### Written instruction
From the line containing "Task: set one pin on each instance of the pedestrian" through the last line of the data, return those lines exactly as written and nothing more.

(Data items)

┄┄┄┄┄┄┄┄┄┄

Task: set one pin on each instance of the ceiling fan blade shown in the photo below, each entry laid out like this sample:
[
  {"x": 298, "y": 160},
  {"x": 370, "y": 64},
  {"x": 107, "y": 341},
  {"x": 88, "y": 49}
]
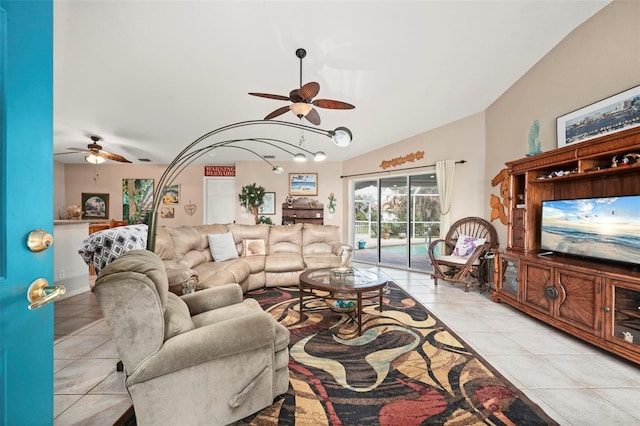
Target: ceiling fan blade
[
  {"x": 277, "y": 112},
  {"x": 313, "y": 117},
  {"x": 270, "y": 96},
  {"x": 114, "y": 157},
  {"x": 76, "y": 150},
  {"x": 63, "y": 153},
  {"x": 331, "y": 104},
  {"x": 309, "y": 90}
]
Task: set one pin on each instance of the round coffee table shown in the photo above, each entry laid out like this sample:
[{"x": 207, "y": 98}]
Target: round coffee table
[{"x": 351, "y": 284}]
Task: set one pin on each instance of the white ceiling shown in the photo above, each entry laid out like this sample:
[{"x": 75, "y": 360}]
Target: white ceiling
[{"x": 149, "y": 77}]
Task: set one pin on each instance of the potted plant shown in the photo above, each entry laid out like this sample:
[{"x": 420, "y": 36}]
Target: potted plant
[{"x": 251, "y": 197}]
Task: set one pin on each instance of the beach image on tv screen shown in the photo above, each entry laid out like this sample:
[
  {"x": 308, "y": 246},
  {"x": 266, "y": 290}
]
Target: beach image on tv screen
[{"x": 606, "y": 228}]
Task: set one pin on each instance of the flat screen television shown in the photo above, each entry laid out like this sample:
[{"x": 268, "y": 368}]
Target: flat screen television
[{"x": 605, "y": 228}]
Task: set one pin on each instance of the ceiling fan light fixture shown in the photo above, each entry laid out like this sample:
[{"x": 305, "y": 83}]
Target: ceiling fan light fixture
[
  {"x": 94, "y": 158},
  {"x": 301, "y": 109},
  {"x": 341, "y": 136}
]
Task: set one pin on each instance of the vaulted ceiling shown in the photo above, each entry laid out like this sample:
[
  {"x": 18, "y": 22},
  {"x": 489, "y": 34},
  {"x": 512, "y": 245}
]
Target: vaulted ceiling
[{"x": 149, "y": 77}]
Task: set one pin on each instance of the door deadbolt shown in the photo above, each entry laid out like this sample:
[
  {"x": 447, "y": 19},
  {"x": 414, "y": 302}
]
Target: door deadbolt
[
  {"x": 40, "y": 293},
  {"x": 39, "y": 240}
]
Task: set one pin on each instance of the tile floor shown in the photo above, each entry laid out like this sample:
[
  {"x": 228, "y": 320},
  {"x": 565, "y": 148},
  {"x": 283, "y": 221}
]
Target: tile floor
[{"x": 575, "y": 383}]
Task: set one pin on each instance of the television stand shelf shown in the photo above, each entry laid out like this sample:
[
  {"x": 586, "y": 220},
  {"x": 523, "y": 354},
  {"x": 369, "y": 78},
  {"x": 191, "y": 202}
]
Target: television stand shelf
[{"x": 595, "y": 300}]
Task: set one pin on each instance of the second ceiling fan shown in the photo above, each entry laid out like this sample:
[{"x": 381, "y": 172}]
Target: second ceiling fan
[{"x": 302, "y": 99}]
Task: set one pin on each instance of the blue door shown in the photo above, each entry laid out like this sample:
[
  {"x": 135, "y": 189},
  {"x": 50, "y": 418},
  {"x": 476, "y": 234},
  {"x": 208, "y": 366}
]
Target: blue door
[{"x": 26, "y": 203}]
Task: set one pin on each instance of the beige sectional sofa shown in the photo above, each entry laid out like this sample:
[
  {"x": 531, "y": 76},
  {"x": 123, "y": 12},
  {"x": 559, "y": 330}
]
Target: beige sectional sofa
[{"x": 262, "y": 255}]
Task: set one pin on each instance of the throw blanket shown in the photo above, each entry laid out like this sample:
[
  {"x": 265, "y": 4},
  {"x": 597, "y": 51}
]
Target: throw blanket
[{"x": 103, "y": 247}]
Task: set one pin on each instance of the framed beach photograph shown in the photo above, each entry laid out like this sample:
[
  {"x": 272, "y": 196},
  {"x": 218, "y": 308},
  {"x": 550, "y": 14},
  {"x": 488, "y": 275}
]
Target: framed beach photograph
[
  {"x": 303, "y": 184},
  {"x": 171, "y": 194},
  {"x": 95, "y": 206},
  {"x": 268, "y": 205},
  {"x": 611, "y": 115}
]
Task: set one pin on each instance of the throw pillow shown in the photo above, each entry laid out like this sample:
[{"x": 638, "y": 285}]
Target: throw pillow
[
  {"x": 466, "y": 245},
  {"x": 222, "y": 247},
  {"x": 254, "y": 247}
]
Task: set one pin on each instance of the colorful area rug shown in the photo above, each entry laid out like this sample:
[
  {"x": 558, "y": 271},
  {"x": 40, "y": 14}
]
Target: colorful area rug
[{"x": 406, "y": 368}]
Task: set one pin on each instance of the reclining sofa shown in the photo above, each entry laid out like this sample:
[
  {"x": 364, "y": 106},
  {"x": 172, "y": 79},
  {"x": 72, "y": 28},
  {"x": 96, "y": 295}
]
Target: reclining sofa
[
  {"x": 207, "y": 358},
  {"x": 253, "y": 256}
]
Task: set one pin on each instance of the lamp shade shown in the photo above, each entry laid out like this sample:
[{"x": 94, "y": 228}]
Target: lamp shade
[
  {"x": 301, "y": 109},
  {"x": 342, "y": 137},
  {"x": 94, "y": 159},
  {"x": 319, "y": 156}
]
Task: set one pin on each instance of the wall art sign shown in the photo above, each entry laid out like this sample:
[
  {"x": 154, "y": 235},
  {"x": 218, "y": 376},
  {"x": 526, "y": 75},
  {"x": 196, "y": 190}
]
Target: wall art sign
[
  {"x": 95, "y": 206},
  {"x": 611, "y": 115},
  {"x": 171, "y": 194},
  {"x": 303, "y": 184},
  {"x": 268, "y": 205},
  {"x": 219, "y": 170}
]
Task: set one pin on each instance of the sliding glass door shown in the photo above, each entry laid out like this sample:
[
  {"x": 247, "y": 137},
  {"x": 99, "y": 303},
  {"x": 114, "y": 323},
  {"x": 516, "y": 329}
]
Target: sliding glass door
[{"x": 395, "y": 219}]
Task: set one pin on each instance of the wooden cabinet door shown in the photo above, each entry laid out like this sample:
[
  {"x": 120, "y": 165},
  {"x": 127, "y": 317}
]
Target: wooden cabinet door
[
  {"x": 507, "y": 278},
  {"x": 536, "y": 280},
  {"x": 579, "y": 301}
]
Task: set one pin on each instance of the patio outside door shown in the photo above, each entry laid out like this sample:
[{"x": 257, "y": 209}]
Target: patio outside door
[
  {"x": 26, "y": 203},
  {"x": 395, "y": 219}
]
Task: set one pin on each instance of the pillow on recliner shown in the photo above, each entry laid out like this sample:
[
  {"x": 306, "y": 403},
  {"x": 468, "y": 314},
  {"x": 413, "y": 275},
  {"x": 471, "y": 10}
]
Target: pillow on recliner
[{"x": 222, "y": 247}]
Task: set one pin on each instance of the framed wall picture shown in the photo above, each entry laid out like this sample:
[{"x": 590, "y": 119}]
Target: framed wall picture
[
  {"x": 611, "y": 115},
  {"x": 171, "y": 194},
  {"x": 303, "y": 184},
  {"x": 268, "y": 205},
  {"x": 137, "y": 199},
  {"x": 95, "y": 206},
  {"x": 167, "y": 212}
]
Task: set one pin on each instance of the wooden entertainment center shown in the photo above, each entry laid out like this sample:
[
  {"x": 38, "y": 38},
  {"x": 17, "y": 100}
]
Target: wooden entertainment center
[{"x": 595, "y": 300}]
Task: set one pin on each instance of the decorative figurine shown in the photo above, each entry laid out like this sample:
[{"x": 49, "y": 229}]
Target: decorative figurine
[{"x": 534, "y": 142}]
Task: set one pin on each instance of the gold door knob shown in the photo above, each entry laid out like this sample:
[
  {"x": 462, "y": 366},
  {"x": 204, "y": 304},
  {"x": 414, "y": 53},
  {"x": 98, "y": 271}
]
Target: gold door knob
[
  {"x": 39, "y": 240},
  {"x": 40, "y": 293}
]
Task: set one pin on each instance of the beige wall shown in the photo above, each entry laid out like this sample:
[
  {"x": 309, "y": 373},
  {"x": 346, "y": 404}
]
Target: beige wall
[
  {"x": 74, "y": 179},
  {"x": 460, "y": 140},
  {"x": 598, "y": 59},
  {"x": 328, "y": 181}
]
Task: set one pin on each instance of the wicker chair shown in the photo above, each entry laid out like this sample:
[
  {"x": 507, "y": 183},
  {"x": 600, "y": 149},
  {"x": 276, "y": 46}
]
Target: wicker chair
[{"x": 455, "y": 261}]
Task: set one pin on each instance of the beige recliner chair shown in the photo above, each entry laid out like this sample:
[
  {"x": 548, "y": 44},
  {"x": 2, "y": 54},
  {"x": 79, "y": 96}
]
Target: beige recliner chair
[{"x": 204, "y": 358}]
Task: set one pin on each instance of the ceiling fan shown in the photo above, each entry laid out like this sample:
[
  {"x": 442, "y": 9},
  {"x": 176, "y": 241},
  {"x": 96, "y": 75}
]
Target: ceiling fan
[
  {"x": 94, "y": 153},
  {"x": 302, "y": 99}
]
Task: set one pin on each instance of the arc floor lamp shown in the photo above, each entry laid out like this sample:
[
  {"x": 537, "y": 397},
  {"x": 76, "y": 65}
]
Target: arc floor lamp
[{"x": 341, "y": 137}]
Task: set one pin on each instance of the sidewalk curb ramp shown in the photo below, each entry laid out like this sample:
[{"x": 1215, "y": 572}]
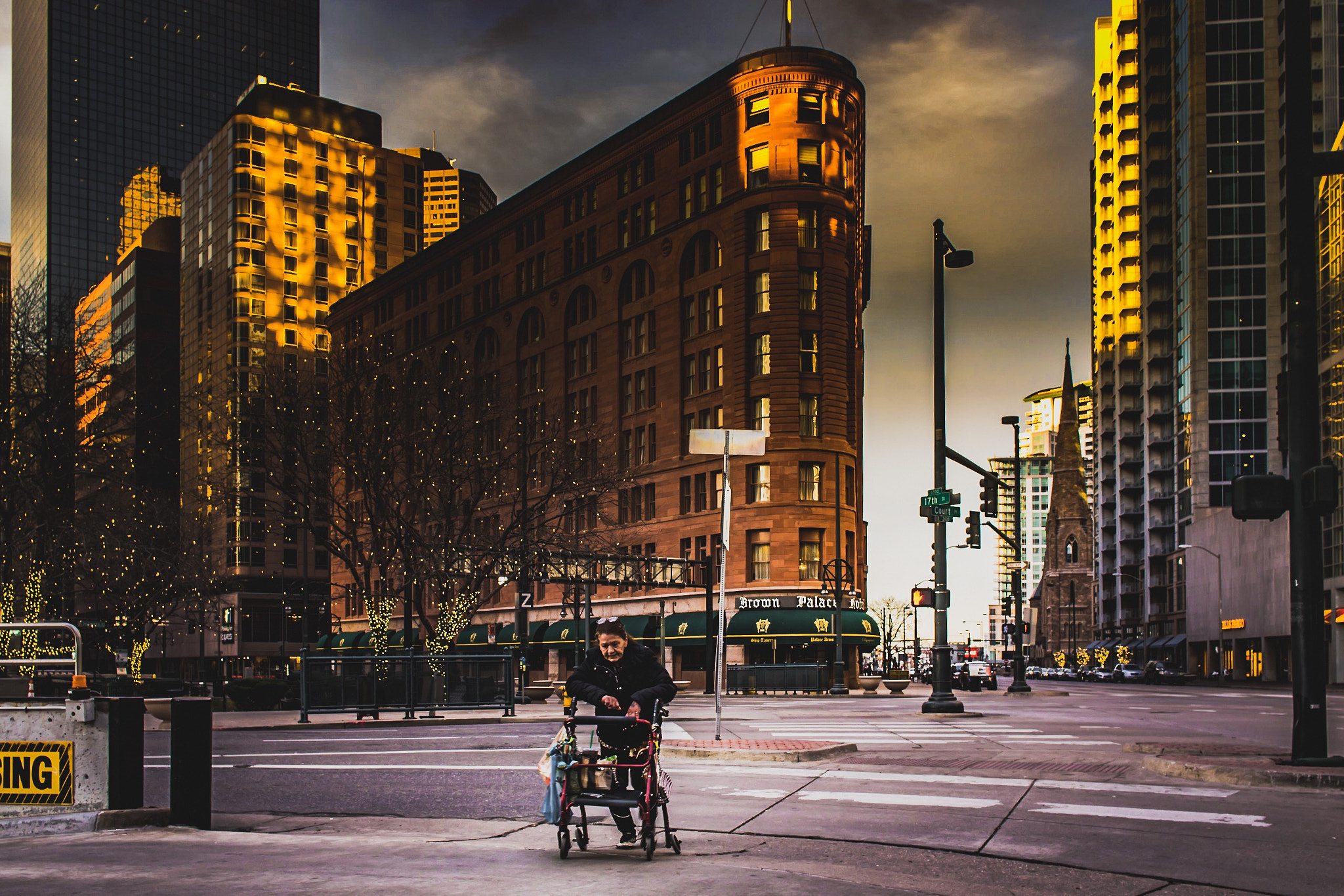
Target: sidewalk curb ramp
[
  {"x": 1242, "y": 767},
  {"x": 756, "y": 750},
  {"x": 82, "y": 823}
]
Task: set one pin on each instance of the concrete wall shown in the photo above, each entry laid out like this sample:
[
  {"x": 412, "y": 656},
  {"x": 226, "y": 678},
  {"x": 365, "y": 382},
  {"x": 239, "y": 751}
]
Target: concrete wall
[
  {"x": 46, "y": 720},
  {"x": 1255, "y": 575}
]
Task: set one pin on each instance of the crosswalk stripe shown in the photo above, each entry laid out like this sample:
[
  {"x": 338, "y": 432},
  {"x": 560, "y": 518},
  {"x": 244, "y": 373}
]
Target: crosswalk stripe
[
  {"x": 901, "y": 800},
  {"x": 1152, "y": 815}
]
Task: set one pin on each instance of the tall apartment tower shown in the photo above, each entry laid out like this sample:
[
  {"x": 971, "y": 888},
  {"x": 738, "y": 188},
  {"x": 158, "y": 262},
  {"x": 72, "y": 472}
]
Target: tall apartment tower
[
  {"x": 104, "y": 91},
  {"x": 453, "y": 197},
  {"x": 292, "y": 205},
  {"x": 1186, "y": 312}
]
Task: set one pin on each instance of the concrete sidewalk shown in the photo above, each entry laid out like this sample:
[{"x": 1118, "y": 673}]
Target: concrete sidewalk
[{"x": 289, "y": 853}]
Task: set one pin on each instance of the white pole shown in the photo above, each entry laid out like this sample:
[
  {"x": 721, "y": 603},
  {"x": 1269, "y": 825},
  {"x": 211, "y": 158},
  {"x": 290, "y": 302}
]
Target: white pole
[{"x": 723, "y": 566}]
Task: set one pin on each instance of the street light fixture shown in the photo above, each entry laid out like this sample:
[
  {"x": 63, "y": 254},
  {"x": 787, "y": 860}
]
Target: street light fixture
[
  {"x": 1222, "y": 664},
  {"x": 944, "y": 256},
  {"x": 1019, "y": 664}
]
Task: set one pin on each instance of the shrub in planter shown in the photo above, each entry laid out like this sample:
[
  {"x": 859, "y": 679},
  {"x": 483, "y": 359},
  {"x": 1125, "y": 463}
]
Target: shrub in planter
[{"x": 252, "y": 695}]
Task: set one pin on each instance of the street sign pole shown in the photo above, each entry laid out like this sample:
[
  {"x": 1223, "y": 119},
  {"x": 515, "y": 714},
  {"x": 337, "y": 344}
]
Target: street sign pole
[
  {"x": 941, "y": 699},
  {"x": 733, "y": 442}
]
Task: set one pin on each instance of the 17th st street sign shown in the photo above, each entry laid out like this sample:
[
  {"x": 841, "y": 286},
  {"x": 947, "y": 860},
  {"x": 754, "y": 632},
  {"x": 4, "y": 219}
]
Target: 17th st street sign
[{"x": 940, "y": 506}]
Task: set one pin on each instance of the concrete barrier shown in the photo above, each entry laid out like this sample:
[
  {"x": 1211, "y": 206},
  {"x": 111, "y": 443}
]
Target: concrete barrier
[{"x": 73, "y": 757}]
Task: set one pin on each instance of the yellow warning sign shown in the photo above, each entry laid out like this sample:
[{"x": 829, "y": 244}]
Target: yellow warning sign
[{"x": 37, "y": 773}]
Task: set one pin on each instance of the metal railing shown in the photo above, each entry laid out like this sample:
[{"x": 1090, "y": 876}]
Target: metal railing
[
  {"x": 74, "y": 660},
  {"x": 772, "y": 679},
  {"x": 371, "y": 684}
]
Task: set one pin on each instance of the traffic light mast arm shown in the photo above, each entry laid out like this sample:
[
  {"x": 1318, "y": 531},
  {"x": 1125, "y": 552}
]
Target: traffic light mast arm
[
  {"x": 971, "y": 465},
  {"x": 1004, "y": 537}
]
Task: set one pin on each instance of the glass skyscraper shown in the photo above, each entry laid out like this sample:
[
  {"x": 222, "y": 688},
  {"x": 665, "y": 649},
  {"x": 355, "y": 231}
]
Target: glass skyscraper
[{"x": 106, "y": 91}]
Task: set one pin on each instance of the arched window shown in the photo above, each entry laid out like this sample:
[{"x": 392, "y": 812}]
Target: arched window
[
  {"x": 531, "y": 328},
  {"x": 637, "y": 281},
  {"x": 448, "y": 365},
  {"x": 702, "y": 255},
  {"x": 581, "y": 306},
  {"x": 487, "y": 346}
]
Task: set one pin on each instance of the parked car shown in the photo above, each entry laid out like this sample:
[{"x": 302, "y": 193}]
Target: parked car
[
  {"x": 1127, "y": 672},
  {"x": 982, "y": 672},
  {"x": 1156, "y": 672}
]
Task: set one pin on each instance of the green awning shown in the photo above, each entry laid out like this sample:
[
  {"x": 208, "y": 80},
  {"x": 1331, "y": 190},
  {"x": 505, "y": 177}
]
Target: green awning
[
  {"x": 641, "y": 628},
  {"x": 564, "y": 632},
  {"x": 683, "y": 628},
  {"x": 788, "y": 628},
  {"x": 345, "y": 640},
  {"x": 536, "y": 632},
  {"x": 473, "y": 637}
]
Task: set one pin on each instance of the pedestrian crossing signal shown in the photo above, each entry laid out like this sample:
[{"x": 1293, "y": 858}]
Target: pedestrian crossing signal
[
  {"x": 990, "y": 496},
  {"x": 973, "y": 529}
]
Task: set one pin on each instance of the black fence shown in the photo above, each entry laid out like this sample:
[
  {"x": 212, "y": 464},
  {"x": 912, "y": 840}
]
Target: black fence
[
  {"x": 369, "y": 685},
  {"x": 778, "y": 679}
]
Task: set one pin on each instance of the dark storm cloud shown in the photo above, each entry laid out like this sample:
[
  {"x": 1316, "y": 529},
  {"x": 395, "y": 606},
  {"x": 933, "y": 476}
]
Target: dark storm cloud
[{"x": 977, "y": 113}]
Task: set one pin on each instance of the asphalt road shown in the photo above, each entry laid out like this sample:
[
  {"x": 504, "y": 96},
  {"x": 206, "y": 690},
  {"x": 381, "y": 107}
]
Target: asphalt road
[{"x": 1041, "y": 779}]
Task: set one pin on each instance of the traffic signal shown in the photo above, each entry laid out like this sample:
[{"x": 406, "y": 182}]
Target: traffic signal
[
  {"x": 973, "y": 529},
  {"x": 990, "y": 496}
]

┄┄┄┄┄┄┄┄┄┄

### Response to this task
Task: set one pin on each instance of the pedestrian crossing signal shown in the photo above, each entry laid out like this sample:
[{"x": 1293, "y": 858}]
Target: pedestrian crossing signal
[
  {"x": 990, "y": 496},
  {"x": 973, "y": 529}
]
Task: set one pin on each instance of the black fence shown in the photo above, each entry laid out like this sample:
[
  {"x": 212, "y": 464},
  {"x": 912, "y": 840}
]
Target: black fence
[
  {"x": 369, "y": 685},
  {"x": 778, "y": 679}
]
Task: set one pin on each instance of the dark storm cloud shown in the photo above, each entry laid out like this sample:
[
  {"x": 1316, "y": 529},
  {"x": 395, "y": 606},
  {"x": 933, "y": 476}
]
Target: dark storm cloud
[{"x": 977, "y": 113}]
Task: set one pin on each instance of the asphalt road shown in the photo above, each entry laid out like this sample:
[
  {"x": 504, "y": 96},
  {"x": 206, "y": 690},
  {"x": 381, "y": 107}
]
Target: asphalt road
[{"x": 1041, "y": 779}]
Task: set one pin on each instance of the traffic signal shown in the photo above, each entry laid out like this sample:
[{"x": 406, "y": 182}]
Target: traffic signal
[
  {"x": 973, "y": 529},
  {"x": 990, "y": 496}
]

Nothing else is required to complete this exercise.